Excerpt:
------------------------------

Yeah, so she wrote a book, a prominent folklorist and archaeologist, she wrote a book, you know, many books, but one of them was called the Witch Cult in Western Europe. So she was really into this thing and this kind of idea, and she had a theory that she had been promoting that European witches were in part of this ancient fertility cult where they had you know, sacrifices and

things like that made. And she was there in Birmingham in nineteen forty five investigating a different occult murder where a farmer had been killed through the chest and pinned

down with a pitchfork. While she was there, she hears about Bella and the witch elm and she's like, well, that's right up my alley, and very quickly was like, oh well, this was clearly some kind of witchy, witchcraft occult sacrifice that happened, because putting corpses in a tree is a form of ancient tree worship, and so that's

obviously what happened here. Also that you know this severed hand that we found near the tree with the bones, I guess that the handbones that's part of an ancient thing called the hand of glory, which you dug up some stuff on which I thought was super interesting.

Speaker 2

Yeah, it's it's nothing like what it sounds like with rind of glory. Instead, it's an old burglar's superstition that you would take a severed hand and put a candle in it, like make it hold a candle, or you would basically attach candles to all five fingers that tips of them, and then you'd light it, and if it stayed lit, then that meant that everybody in the house you were about to rob was asleep. If any of them went out, that meant that there was somebody still awake,

and you shouldn't rob that house. It had nothing to do with witchcraft and then even more so, there was no hand found severed from the body. That doesn't appear in any of the initial police reports. Yeah, it's it's a great example of the lies that came up so to legitimize this idea that it was the hand of glory. Somebody just said along the way, maybe even Margaret Murray, that the hand was severed and found at the trunk of the tree. And you will see that everywhere, yea,

even in ones that don't mention witchcraft. It's just that's how cases like this just get you know, that's how they become unsolvable over time. But I mean, I guess it doesn't really matter, but for some reason, it's just always ticked me off.

------------------------------

Data supplied:

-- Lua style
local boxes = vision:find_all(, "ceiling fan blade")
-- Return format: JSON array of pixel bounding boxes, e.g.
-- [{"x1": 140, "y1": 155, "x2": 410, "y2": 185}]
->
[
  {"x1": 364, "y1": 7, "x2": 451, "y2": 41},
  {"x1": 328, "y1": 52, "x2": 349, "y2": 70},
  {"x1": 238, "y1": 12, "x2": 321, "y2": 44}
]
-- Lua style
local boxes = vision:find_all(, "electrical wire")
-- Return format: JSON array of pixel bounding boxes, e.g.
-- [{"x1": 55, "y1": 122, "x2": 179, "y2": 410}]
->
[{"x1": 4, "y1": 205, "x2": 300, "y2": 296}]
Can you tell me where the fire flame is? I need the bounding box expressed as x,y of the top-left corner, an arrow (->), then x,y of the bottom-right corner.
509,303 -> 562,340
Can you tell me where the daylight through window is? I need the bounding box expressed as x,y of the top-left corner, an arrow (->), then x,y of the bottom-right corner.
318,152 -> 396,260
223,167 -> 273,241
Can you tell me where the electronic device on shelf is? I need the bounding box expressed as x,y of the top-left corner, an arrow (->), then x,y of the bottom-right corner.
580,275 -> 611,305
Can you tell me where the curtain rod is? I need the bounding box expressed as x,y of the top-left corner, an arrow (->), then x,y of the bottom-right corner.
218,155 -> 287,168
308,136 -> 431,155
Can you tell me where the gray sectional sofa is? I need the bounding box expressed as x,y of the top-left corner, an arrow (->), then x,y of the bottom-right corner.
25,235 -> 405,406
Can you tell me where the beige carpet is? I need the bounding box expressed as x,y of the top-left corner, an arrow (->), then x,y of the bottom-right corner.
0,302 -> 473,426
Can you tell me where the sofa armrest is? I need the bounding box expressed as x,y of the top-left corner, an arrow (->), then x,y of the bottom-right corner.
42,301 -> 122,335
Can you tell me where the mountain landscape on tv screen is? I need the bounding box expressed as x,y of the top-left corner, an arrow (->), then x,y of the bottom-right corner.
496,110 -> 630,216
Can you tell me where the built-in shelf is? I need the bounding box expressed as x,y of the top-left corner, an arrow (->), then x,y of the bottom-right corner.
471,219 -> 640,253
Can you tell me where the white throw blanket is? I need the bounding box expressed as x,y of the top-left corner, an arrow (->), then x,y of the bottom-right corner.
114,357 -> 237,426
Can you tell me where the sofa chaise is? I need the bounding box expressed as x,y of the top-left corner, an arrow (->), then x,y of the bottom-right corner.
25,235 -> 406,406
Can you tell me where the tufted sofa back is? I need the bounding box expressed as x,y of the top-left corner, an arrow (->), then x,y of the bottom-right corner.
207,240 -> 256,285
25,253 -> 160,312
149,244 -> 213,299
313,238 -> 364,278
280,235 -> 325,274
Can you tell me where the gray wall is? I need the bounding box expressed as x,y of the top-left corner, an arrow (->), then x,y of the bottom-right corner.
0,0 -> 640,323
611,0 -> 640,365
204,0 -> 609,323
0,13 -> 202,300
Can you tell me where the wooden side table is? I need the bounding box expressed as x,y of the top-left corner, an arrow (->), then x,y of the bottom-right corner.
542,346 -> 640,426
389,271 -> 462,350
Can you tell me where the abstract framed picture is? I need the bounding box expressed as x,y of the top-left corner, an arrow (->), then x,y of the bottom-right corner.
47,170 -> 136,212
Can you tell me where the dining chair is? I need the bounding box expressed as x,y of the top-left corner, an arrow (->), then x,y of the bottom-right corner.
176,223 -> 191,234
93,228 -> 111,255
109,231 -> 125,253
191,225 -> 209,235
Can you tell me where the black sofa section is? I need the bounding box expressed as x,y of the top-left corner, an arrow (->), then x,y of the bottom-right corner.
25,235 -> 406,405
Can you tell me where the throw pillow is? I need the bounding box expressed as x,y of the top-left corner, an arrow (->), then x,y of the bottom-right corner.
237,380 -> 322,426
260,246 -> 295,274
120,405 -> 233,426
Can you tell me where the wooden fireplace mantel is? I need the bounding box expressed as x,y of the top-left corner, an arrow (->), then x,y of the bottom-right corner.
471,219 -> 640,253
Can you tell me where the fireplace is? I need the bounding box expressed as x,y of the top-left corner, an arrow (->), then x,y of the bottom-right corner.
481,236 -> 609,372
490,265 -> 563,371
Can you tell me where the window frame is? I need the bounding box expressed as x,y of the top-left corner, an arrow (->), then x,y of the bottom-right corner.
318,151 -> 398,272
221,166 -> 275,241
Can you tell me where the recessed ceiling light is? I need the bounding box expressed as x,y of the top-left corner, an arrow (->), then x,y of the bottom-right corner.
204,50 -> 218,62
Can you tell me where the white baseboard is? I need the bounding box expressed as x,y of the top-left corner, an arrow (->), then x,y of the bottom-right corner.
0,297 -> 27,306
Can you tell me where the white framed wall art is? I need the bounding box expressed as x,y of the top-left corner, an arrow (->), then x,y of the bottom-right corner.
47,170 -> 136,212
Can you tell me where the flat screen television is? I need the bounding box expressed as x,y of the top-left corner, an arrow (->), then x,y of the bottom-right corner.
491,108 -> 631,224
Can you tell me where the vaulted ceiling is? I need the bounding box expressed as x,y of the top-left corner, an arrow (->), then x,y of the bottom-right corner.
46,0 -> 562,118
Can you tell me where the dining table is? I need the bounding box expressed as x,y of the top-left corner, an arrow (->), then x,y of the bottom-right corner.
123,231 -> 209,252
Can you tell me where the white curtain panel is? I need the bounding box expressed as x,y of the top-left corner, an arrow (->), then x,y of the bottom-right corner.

------------------------------

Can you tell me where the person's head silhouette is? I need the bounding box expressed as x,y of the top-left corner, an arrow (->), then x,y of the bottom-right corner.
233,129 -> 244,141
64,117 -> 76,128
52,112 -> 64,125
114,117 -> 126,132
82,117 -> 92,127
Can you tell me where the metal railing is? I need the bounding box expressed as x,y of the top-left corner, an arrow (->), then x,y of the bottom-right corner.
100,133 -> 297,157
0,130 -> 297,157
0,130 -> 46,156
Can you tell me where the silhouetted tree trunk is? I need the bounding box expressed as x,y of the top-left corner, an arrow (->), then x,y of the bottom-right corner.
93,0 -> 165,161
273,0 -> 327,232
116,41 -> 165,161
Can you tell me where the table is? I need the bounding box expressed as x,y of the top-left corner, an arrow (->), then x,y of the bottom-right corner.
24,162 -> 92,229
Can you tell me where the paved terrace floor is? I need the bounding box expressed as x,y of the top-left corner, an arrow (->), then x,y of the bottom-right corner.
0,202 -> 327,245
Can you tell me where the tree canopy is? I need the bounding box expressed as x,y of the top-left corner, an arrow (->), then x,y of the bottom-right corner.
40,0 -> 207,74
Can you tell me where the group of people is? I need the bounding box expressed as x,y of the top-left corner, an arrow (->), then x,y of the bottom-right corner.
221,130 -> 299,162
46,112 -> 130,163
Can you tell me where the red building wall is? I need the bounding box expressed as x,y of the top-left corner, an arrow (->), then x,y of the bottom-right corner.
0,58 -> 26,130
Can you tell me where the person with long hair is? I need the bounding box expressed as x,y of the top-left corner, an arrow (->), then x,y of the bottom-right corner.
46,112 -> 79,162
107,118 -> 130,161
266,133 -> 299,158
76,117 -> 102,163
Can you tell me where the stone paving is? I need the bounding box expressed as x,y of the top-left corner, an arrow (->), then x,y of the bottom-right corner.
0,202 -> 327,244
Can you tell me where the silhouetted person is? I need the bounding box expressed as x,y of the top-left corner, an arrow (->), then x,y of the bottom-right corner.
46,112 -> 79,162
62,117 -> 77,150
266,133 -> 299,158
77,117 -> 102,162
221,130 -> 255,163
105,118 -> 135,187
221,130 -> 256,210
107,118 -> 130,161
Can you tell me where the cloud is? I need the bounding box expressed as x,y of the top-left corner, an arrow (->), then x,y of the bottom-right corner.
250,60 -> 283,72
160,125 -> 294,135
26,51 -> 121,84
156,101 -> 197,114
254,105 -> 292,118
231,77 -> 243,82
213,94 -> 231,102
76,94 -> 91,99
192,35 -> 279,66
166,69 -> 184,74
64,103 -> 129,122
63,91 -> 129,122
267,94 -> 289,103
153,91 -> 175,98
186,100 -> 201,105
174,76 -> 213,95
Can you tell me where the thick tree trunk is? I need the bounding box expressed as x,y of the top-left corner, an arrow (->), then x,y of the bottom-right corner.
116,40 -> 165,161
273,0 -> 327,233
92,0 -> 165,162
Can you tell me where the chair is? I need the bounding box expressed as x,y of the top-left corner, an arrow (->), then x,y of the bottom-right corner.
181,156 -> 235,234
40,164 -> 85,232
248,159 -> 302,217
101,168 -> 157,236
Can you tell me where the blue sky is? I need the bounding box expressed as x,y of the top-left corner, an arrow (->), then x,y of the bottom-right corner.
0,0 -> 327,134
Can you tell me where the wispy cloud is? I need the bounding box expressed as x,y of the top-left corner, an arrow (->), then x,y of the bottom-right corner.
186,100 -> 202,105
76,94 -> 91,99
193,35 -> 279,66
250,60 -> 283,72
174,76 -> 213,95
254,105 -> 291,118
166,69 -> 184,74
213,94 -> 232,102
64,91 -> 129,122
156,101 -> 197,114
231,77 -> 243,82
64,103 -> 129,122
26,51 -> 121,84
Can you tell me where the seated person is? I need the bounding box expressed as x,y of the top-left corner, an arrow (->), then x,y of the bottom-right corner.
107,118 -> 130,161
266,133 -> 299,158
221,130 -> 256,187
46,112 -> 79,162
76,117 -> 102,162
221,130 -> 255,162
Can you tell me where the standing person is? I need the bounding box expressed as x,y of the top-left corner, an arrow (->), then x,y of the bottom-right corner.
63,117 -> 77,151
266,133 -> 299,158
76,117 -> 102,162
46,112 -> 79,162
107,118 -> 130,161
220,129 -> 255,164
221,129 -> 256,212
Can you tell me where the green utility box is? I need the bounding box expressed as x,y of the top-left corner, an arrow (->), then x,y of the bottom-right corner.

------------------------------

Description of the task: According to the transcript, what did it mean under the burglars' hand-of-glory superstition if any of the candles went out? Rely solely on the transcript for this.

Final answer: It meant someone in the house was still awake and the house shouldn't be robbed.